Required task:
Please reproduce every one of the records below word for word, leaving the pictures out.

Data in this exercise:
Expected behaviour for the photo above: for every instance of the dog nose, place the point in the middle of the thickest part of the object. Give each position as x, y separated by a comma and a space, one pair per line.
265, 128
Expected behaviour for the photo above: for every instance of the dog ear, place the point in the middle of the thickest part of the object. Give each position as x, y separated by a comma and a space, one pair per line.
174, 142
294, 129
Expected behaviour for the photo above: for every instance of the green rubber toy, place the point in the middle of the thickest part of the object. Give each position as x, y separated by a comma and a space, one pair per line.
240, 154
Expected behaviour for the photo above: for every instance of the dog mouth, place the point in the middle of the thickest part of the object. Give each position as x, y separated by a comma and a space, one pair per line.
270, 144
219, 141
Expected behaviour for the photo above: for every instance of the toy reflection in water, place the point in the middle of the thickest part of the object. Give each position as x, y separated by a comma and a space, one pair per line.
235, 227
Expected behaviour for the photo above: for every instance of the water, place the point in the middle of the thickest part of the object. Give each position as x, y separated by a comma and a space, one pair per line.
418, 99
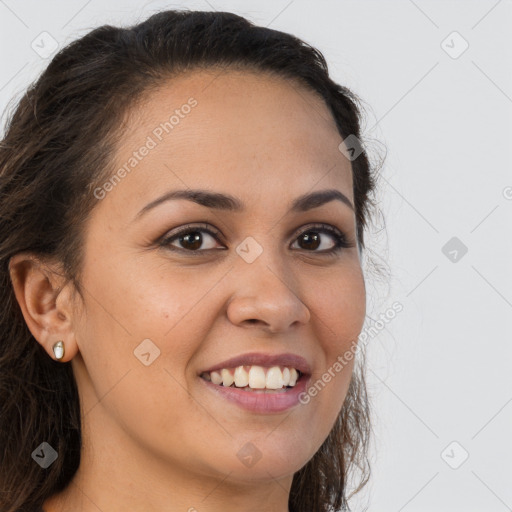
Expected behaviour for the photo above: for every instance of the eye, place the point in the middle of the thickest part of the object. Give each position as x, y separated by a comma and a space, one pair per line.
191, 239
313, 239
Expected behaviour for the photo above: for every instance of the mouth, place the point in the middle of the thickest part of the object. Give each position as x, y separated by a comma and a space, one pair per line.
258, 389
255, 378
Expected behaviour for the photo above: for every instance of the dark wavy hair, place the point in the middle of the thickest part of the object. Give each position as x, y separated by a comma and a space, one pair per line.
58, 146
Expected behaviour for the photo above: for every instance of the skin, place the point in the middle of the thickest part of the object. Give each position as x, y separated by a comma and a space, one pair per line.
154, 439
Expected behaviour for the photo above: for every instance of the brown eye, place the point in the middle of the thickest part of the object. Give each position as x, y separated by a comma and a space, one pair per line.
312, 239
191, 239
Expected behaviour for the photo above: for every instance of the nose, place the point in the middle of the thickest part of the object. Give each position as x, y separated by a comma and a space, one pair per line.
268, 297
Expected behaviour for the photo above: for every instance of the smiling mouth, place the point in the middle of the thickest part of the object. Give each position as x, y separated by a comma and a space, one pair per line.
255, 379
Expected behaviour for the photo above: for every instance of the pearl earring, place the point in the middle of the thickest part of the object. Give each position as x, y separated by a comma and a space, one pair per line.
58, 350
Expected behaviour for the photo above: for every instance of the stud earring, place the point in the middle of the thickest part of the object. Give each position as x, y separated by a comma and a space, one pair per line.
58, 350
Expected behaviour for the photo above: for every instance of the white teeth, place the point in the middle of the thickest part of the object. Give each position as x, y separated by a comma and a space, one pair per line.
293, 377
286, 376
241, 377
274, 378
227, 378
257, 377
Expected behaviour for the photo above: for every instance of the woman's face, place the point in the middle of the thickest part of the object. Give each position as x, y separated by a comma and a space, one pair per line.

Full answer:
Expected behaviour for the photo above: for every instance of the dog nose, place the point in the middle of the thickest part of the object. Give each position as x, y separated by a comma and a space, one pair per line.
265, 128
Expected behaviour for the photo above: for every instance of the dog ear, place the point in the middle of the thickest part of the object. Give each position as x, y separated by a comma and a space, one pair per line.
174, 142
294, 129
Expected behaviour for the photo above: for every instance of the green rubber toy, place the point in the middle of the thickest part of the object. Give each position as x, y separated by a comma and a space, one pair per line.
240, 154
Expected behaviour for the photo above: for every instance of the dog mouth, place the point in the middle of the thickest part of the object. Give each position as x, y separated by a comma and a space, one pair per line.
270, 144
219, 141
Expected behaviour for the photo above: for every instance of the toy reflection in water, place the point in the middle of the thickest part of the object. Give each position as x, y separated by a comma and a space, one pair per line.
235, 227
Expected behaviour for the photo above: for every instance of the water, place the point in the middle of the thickest part of the object. Give each position as x, y separated by a comma and a space, one pair per line.
418, 99
Expected behaviour for the photo above: for every instance of the eye, place the point in the middle of the thickest part of the object. Give each position as x, y separated by a comma and a space, one pair per line.
191, 239
313, 239
Expected behaviour for the photo above: for every instance of the mouth, place the point in the middle of the thickest part of the object. Give each position as x, y separated by a comma and a space, one pair per line.
258, 389
255, 378
Expected behaviour for the photo above: for every instance of the dark wavy hair, place the point in the middle of the thickest part of the object. Give each position as x, y separated by a comma and a space, one pair per line.
58, 146
Expected behaviour for the photo above: for every instance of the skin, place the point in the middle of the thickest part of the object. Give each position as x, y separated by a comma and a space, one pair per line.
154, 439
Expected behaviour for the photo above: for every instance of the brown eye, place the point in the middle of the thickest part of the object. Give each position as x, y separated by a comma and a space, one pair per line.
312, 239
191, 239
Expected behaviour for the photo above: for every instance of the nose, place the point in the middle of the thickest part of the object. Give each position as x, y separated by a comma and a space, one pair per line.
268, 297
Expected behaviour for the photo above: for every instance of the smiling mouth, place the point in the middle of the thickest part of the object. Give each position as x, y separated by a comma and a space, one pair per line.
255, 379
Expected behaviour for the photo above: for every instance of the pearl earring, place the point in the middle of the thickest part of the object. Give each position as x, y separated by a comma and a space, one pair per line.
58, 350
Expected behaviour for the photo above: for every instance of the stud earring, place the point in the middle of the thickest part of the object. Give each position as x, y separated by a comma and a space, one pair per line.
58, 350
Expected behaviour for the photo above: for every instance of the white teeth, place the point in the middle of the thickest part of the object. Give each position as x, y separated by a comma and a space, one pair per line.
293, 377
286, 376
241, 377
274, 378
227, 378
257, 377
Expected behaviour for the photo above: for every instance of the woman's face, place the point in the middle of the thickest part of the object. Give each position as x, y separated by a comma and a space, one pair per line.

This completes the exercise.